### Work instructions
Below are records; extract exactly the lines from the one with "Provide the polygon of every instance of the metal" through the final line, including both, but drop the pictures.

### Material for this task
* start *

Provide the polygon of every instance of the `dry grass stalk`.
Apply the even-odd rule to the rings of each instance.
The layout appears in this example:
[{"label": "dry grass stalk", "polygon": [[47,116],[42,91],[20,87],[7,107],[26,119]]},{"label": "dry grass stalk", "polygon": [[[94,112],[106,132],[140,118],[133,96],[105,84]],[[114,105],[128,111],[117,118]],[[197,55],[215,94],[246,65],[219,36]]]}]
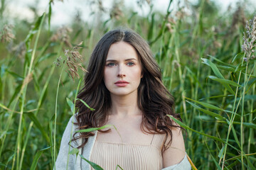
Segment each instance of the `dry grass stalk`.
[{"label": "dry grass stalk", "polygon": [[244,33],[242,37],[244,43],[242,49],[246,55],[244,60],[249,62],[249,60],[256,59],[255,50],[256,47],[256,15],[249,22],[246,21],[245,29],[246,33]]},{"label": "dry grass stalk", "polygon": [[63,60],[61,56],[57,58],[57,62],[55,62],[54,64],[60,67],[65,63],[66,64],[68,68],[65,70],[68,74],[68,76],[70,77],[73,81],[75,79],[80,78],[78,71],[81,69],[82,72],[87,72],[84,67],[82,66],[82,55],[77,51],[78,49],[82,48],[81,45],[82,45],[82,42],[80,42],[78,45],[75,45],[73,50],[70,51],[69,50],[65,50],[64,52],[64,55],[65,56],[65,60]]},{"label": "dry grass stalk", "polygon": [[13,34],[14,26],[11,25],[4,25],[3,30],[0,31],[0,39],[1,42],[9,42],[15,38]]}]

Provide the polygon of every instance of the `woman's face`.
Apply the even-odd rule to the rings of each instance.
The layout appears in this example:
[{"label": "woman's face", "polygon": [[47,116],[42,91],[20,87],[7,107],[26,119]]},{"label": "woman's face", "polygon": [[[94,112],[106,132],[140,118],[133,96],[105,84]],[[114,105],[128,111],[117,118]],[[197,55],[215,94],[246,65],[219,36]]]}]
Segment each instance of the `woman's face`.
[{"label": "woman's face", "polygon": [[112,44],[107,53],[104,82],[112,96],[137,94],[142,65],[135,49],[121,41]]}]

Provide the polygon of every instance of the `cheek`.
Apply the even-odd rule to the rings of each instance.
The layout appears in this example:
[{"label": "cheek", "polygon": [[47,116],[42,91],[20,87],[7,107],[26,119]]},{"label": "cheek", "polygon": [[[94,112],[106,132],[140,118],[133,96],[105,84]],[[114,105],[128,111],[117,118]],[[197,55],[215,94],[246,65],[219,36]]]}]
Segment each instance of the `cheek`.
[{"label": "cheek", "polygon": [[109,80],[111,78],[111,72],[110,70],[108,70],[107,69],[105,69],[104,70],[104,77],[103,77],[103,81],[104,83],[106,84],[107,84]]}]

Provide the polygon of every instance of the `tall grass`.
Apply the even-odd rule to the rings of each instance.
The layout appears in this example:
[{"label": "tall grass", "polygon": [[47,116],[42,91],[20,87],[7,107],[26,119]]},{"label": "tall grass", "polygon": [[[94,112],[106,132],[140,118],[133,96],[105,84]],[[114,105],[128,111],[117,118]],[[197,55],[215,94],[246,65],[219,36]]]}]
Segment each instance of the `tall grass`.
[{"label": "tall grass", "polygon": [[[72,101],[82,80],[75,78],[83,74],[72,72],[65,63],[55,64],[63,64],[72,46],[83,41],[76,50],[86,66],[95,42],[120,26],[135,30],[152,49],[183,118],[174,120],[186,130],[186,152],[196,168],[255,169],[254,13],[240,4],[223,14],[204,0],[175,6],[171,0],[160,13],[147,1],[140,2],[150,8],[146,16],[116,4],[92,16],[111,13],[107,21],[94,25],[76,18],[72,29],[51,28],[52,1],[33,23],[16,21],[12,28],[7,20],[0,21],[0,169],[53,169],[74,114]],[[1,3],[3,18],[8,2]]]}]

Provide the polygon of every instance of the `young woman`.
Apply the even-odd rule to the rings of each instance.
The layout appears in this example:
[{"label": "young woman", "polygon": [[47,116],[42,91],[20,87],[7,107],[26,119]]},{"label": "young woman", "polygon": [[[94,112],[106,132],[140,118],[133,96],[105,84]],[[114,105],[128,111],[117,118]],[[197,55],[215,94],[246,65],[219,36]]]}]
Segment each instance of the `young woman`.
[{"label": "young woman", "polygon": [[[56,169],[92,169],[73,147],[105,170],[191,169],[181,128],[167,116],[174,98],[161,81],[161,71],[146,42],[131,30],[107,33],[91,55],[78,113],[64,132]],[[103,130],[78,130],[113,125]],[[73,139],[70,141],[70,135]]]}]

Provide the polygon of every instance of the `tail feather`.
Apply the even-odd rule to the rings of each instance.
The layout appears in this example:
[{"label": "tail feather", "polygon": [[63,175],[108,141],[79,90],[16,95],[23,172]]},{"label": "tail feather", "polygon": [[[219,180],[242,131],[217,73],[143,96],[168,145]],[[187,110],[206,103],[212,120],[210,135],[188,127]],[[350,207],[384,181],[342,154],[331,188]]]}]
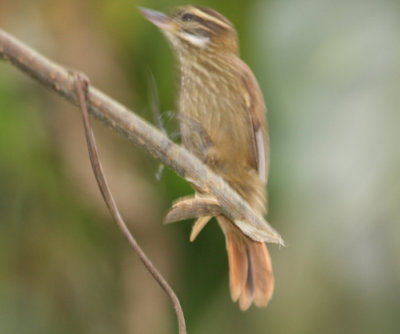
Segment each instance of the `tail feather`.
[{"label": "tail feather", "polygon": [[239,300],[243,311],[253,302],[267,305],[274,290],[274,277],[266,245],[243,235],[226,217],[217,219],[226,237],[232,300]]},{"label": "tail feather", "polygon": [[238,242],[233,233],[226,234],[226,246],[229,257],[229,286],[231,297],[236,302],[242,294],[247,281],[248,259],[246,245]]}]

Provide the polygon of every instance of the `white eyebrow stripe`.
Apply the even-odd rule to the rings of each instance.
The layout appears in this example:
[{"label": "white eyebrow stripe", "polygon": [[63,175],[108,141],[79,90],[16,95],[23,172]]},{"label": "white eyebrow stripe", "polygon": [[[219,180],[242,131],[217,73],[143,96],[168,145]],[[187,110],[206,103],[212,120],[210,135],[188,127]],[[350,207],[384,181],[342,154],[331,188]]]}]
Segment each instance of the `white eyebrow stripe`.
[{"label": "white eyebrow stripe", "polygon": [[208,42],[210,41],[209,37],[206,36],[195,36],[192,34],[189,34],[187,32],[181,33],[182,38],[187,40],[188,42],[192,43],[193,45],[199,46],[201,48],[205,47]]},{"label": "white eyebrow stripe", "polygon": [[209,21],[213,21],[215,23],[217,23],[220,26],[223,26],[225,28],[230,28],[230,26],[228,24],[226,24],[224,21],[219,20],[218,18],[211,16],[207,13],[204,13],[202,10],[198,9],[198,8],[193,8],[192,9],[192,14],[201,17],[202,19],[205,20],[209,20]]}]

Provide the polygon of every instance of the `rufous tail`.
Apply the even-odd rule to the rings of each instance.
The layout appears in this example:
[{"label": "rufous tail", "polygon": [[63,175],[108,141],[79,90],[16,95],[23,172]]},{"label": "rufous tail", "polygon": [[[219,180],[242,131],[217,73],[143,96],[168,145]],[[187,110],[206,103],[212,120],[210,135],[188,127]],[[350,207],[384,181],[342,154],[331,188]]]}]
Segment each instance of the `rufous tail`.
[{"label": "rufous tail", "polygon": [[217,220],[226,238],[232,300],[239,301],[242,311],[253,302],[256,306],[266,306],[274,291],[267,246],[245,236],[225,216],[218,216]]}]

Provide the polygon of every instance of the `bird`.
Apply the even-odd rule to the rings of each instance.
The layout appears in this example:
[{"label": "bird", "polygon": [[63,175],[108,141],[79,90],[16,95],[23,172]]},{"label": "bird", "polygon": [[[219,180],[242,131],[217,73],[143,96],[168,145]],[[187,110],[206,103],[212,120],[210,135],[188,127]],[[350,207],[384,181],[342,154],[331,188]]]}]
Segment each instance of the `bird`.
[{"label": "bird", "polygon": [[[139,9],[166,36],[178,60],[177,119],[182,145],[220,175],[256,213],[266,214],[266,106],[253,72],[239,56],[233,24],[217,11],[195,5],[178,7],[170,15]],[[197,189],[194,197],[178,200],[173,209],[179,216],[196,204],[211,208],[218,201]],[[191,241],[214,214],[203,212],[198,217]],[[238,301],[243,311],[253,303],[266,306],[274,291],[274,276],[265,243],[245,235],[221,212],[216,219],[226,240],[233,302]]]}]

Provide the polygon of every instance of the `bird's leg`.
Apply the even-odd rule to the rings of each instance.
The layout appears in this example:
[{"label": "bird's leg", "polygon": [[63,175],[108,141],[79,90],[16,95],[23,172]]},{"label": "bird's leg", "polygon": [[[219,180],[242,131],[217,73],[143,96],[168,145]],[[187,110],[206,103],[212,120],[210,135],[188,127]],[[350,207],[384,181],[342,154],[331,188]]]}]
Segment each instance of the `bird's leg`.
[{"label": "bird's leg", "polygon": [[164,223],[222,214],[218,201],[210,196],[189,196],[178,199],[167,212]]}]

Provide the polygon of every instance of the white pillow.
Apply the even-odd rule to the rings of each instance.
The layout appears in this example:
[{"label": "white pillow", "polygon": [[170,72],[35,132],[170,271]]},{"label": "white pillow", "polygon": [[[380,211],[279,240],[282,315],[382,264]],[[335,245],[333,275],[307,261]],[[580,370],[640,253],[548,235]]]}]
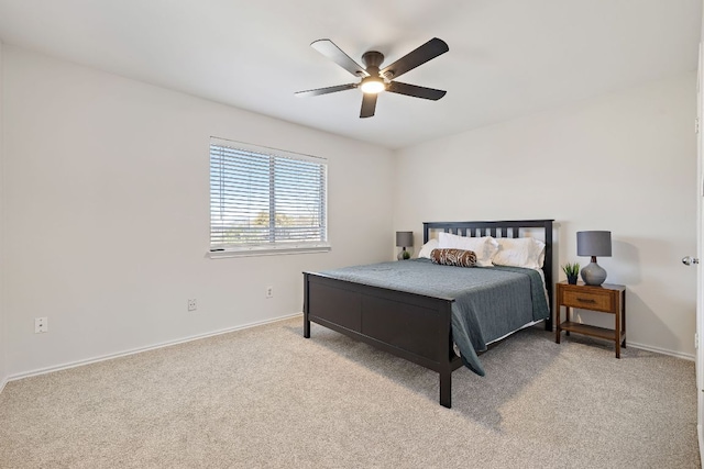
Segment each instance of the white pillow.
[{"label": "white pillow", "polygon": [[479,267],[492,267],[492,258],[498,250],[498,243],[491,236],[468,237],[440,233],[438,235],[438,247],[440,249],[473,250],[476,254],[476,265]]},{"label": "white pillow", "polygon": [[532,237],[502,237],[498,242],[498,253],[493,263],[497,266],[524,267],[540,269],[544,260],[546,245]]},{"label": "white pillow", "polygon": [[430,259],[430,253],[432,253],[432,249],[437,249],[437,248],[438,248],[438,239],[436,238],[430,239],[428,243],[424,244],[422,247],[420,248],[420,253],[418,253],[418,258]]}]

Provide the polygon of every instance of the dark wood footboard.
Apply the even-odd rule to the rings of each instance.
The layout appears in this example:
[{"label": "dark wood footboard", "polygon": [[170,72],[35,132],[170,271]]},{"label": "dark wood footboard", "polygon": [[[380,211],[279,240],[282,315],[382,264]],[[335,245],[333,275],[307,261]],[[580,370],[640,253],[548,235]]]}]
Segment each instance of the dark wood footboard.
[{"label": "dark wood footboard", "polygon": [[454,300],[400,292],[304,272],[304,336],[310,322],[440,373],[440,404],[452,405]]}]

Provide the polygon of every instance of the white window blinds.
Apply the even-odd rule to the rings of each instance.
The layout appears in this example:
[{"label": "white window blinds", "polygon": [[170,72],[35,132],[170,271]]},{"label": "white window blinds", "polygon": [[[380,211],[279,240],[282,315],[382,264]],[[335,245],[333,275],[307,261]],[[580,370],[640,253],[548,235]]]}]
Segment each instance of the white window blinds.
[{"label": "white window blinds", "polygon": [[327,164],[238,142],[210,141],[210,250],[329,248]]}]

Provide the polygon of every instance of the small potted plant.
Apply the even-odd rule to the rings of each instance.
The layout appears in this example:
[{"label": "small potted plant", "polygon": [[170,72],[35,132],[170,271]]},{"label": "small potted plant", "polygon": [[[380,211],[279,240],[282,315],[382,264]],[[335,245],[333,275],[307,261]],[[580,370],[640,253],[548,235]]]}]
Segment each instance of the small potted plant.
[{"label": "small potted plant", "polygon": [[562,271],[568,276],[568,283],[576,284],[576,279],[580,275],[580,263],[568,263],[562,266]]}]

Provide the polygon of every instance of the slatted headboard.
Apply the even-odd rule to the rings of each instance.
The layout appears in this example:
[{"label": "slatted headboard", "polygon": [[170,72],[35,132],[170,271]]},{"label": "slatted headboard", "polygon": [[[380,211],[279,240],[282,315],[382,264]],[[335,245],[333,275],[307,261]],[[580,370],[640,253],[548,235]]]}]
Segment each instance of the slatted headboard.
[{"label": "slatted headboard", "polygon": [[[422,242],[428,243],[433,232],[442,231],[469,237],[524,237],[534,236],[546,244],[546,260],[542,271],[546,277],[548,303],[552,311],[552,222],[554,220],[507,220],[503,222],[425,222],[422,224]],[[541,236],[535,236],[535,231]],[[552,327],[552,321],[546,323]]]}]

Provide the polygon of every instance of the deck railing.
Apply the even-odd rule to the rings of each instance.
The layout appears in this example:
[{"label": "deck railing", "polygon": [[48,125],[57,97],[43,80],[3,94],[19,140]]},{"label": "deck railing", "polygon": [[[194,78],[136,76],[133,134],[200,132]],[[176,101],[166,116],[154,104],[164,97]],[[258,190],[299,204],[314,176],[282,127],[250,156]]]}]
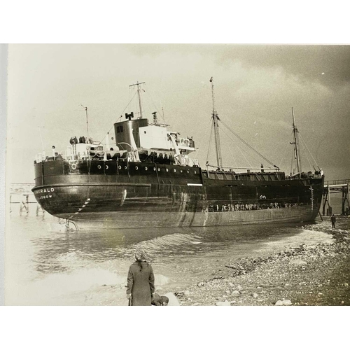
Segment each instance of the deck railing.
[{"label": "deck railing", "polygon": [[330,180],[329,181],[325,181],[325,186],[330,186],[332,185],[346,185],[346,183],[350,183],[350,178],[346,180]]}]

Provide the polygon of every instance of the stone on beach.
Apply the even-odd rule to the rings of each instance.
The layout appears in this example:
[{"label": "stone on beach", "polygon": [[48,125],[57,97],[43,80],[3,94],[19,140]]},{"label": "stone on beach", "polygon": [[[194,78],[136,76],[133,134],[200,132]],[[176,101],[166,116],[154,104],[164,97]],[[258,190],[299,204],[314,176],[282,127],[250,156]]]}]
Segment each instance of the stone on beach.
[{"label": "stone on beach", "polygon": [[225,300],[224,302],[218,302],[216,306],[231,306],[231,302],[227,300]]},{"label": "stone on beach", "polygon": [[170,279],[162,274],[155,274],[155,286],[164,286],[170,281]]},{"label": "stone on beach", "polygon": [[169,298],[168,306],[181,306],[177,298],[174,295],[173,293],[167,293],[162,295],[167,297]]},{"label": "stone on beach", "polygon": [[286,306],[287,306],[287,305],[291,305],[292,304],[292,302],[290,300],[283,300],[282,301],[282,304],[284,305],[286,305]]},{"label": "stone on beach", "polygon": [[289,262],[289,263],[291,265],[307,265],[307,262],[306,261],[302,260],[301,259],[291,260]]}]

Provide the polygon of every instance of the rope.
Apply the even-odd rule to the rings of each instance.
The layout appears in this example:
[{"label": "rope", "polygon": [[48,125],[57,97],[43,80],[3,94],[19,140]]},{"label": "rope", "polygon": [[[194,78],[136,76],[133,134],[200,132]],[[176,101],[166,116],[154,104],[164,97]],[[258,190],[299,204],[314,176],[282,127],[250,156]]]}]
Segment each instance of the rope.
[{"label": "rope", "polygon": [[309,153],[310,153],[310,155],[312,156],[312,160],[314,160],[314,162],[315,162],[316,165],[317,167],[318,167],[318,164],[317,164],[317,162],[315,160],[315,159],[314,158],[314,157],[312,156],[312,153],[310,152],[310,150],[309,149],[309,148],[307,147],[307,145],[306,144],[305,141],[304,141],[304,139],[302,137],[302,135],[300,134],[300,132],[299,132],[299,134],[300,135],[300,139],[302,139],[302,143],[304,146],[304,147],[307,149],[307,150],[309,151]]}]

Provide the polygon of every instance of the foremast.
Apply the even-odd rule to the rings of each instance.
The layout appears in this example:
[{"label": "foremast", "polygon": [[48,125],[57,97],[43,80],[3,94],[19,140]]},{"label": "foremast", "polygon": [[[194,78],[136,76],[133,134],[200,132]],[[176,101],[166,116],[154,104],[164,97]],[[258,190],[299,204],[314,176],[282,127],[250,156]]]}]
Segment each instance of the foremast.
[{"label": "foremast", "polygon": [[297,170],[299,174],[302,172],[302,166],[300,162],[300,153],[299,149],[299,136],[298,128],[295,125],[295,119],[294,118],[294,110],[292,107],[292,116],[293,116],[293,133],[294,136],[294,142],[290,142],[292,145],[294,145],[294,158],[297,163]]},{"label": "foremast", "polygon": [[218,118],[218,113],[215,109],[214,85],[213,80],[214,78],[211,77],[209,80],[209,81],[211,83],[211,96],[213,99],[213,113],[211,113],[211,120],[213,121],[213,127],[214,129],[215,149],[216,150],[216,162],[218,163],[218,167],[219,169],[223,169],[223,159],[221,157],[221,147],[220,145],[220,134],[218,130],[218,121],[220,120],[220,118]]}]

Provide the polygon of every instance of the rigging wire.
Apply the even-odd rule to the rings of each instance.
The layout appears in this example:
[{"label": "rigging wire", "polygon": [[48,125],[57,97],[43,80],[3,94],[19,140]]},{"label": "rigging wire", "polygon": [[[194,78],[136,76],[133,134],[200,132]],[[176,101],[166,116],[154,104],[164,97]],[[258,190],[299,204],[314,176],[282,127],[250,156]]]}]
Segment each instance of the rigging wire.
[{"label": "rigging wire", "polygon": [[[211,124],[211,120],[209,120],[209,122],[208,124]],[[202,141],[203,139],[201,139],[200,141]],[[195,153],[193,154],[193,157],[198,157],[198,153],[200,153],[200,150],[202,149],[201,148],[201,144],[200,141],[199,141],[199,146],[198,147],[195,148]],[[197,158],[198,159],[198,158]]]},{"label": "rigging wire", "polygon": [[[292,134],[293,134],[293,131],[292,131]],[[281,159],[281,162],[279,162],[279,168],[281,168],[281,166],[282,165],[282,161],[284,159],[284,155],[286,153],[286,150],[287,150],[288,146],[289,146],[288,144],[286,144],[286,148],[284,148],[284,151],[282,153],[282,158]]]},{"label": "rigging wire", "polygon": [[[317,162],[315,160],[315,158],[314,158],[314,157],[312,156],[312,153],[310,152],[310,150],[309,149],[309,147],[307,147],[307,145],[306,144],[306,142],[304,141],[304,139],[302,137],[302,135],[300,134],[300,132],[299,132],[299,135],[300,136],[300,139],[302,140],[302,143],[303,143],[303,146],[305,147],[305,148],[309,151],[309,153],[310,154],[312,160],[314,160],[314,162],[315,162],[316,165],[317,167],[318,167],[318,164],[317,164]],[[306,152],[305,152],[305,154],[306,154]],[[311,165],[311,164],[310,164]]]},{"label": "rigging wire", "polygon": [[208,153],[206,153],[206,163],[209,163],[209,152],[211,149],[211,138],[213,136],[213,129],[214,129],[214,124],[211,124],[211,129],[210,130],[210,137],[209,137],[209,145],[208,147]]},{"label": "rigging wire", "polygon": [[221,123],[224,126],[225,126],[228,129],[228,130],[230,131],[238,139],[239,139],[241,142],[243,142],[246,146],[249,147],[249,148],[251,148],[252,150],[253,150],[254,152],[258,153],[262,159],[264,159],[266,162],[267,162],[269,164],[272,165],[272,167],[275,167],[275,165],[274,165],[274,164],[272,162],[271,162],[267,158],[264,157],[261,153],[258,152],[258,150],[256,150],[254,148],[253,148],[251,145],[249,145],[247,142],[246,142],[241,136],[239,136],[237,134],[236,134],[228,125],[226,125],[225,122],[224,122],[223,120],[220,120],[220,121],[221,121]]},{"label": "rigging wire", "polygon": [[[222,128],[221,128],[221,130],[227,136],[227,138],[230,139],[233,142],[233,140],[226,134],[226,132],[225,132],[225,130],[223,129],[222,129]],[[251,164],[249,162],[249,161],[246,159],[246,156],[244,155],[244,154],[242,152],[242,150],[237,145],[236,145],[236,147],[239,150],[239,151],[241,152],[241,154],[242,155],[243,158],[246,160],[246,161],[248,164],[249,167],[251,168],[252,168],[253,167],[251,166]],[[251,155],[251,156],[253,157],[252,155]],[[254,158],[254,157],[253,157],[253,158]],[[254,159],[256,160],[255,158],[254,158]]]},{"label": "rigging wire", "polygon": [[148,92],[147,91],[145,91],[145,92],[147,94],[147,96],[148,97],[148,98],[150,99],[152,103],[153,104],[155,109],[157,111],[157,112],[159,113],[159,115],[162,116],[163,121],[164,121],[164,123],[165,124],[165,118],[164,118],[163,113],[160,112],[159,109],[157,108],[157,106],[155,105],[155,104],[153,99],[152,99],[151,96],[150,95],[150,94],[148,94]]}]

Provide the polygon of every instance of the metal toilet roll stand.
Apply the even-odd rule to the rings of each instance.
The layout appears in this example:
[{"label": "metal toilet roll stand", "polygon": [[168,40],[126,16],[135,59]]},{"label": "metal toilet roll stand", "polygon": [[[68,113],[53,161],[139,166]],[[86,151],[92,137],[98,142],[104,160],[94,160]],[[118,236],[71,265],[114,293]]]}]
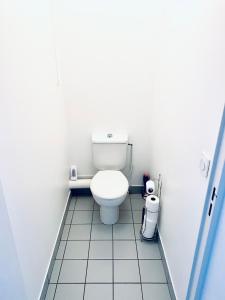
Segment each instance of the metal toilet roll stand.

* end *

### Response to this task
Provide the polygon of every instance of the metal toilet roll stand.
Apply the even-odd rule to the rings of each instance.
The layout appears in this example:
[{"label": "metal toilet roll stand", "polygon": [[168,40],[126,16],[135,59]]},{"label": "metal toilet roll stand", "polygon": [[[68,113],[53,161],[139,166]],[[86,151],[92,137],[98,142],[104,160],[94,160]],[[118,236],[71,265],[114,293]]]}]
Segment each instance of the metal toilet roll stand.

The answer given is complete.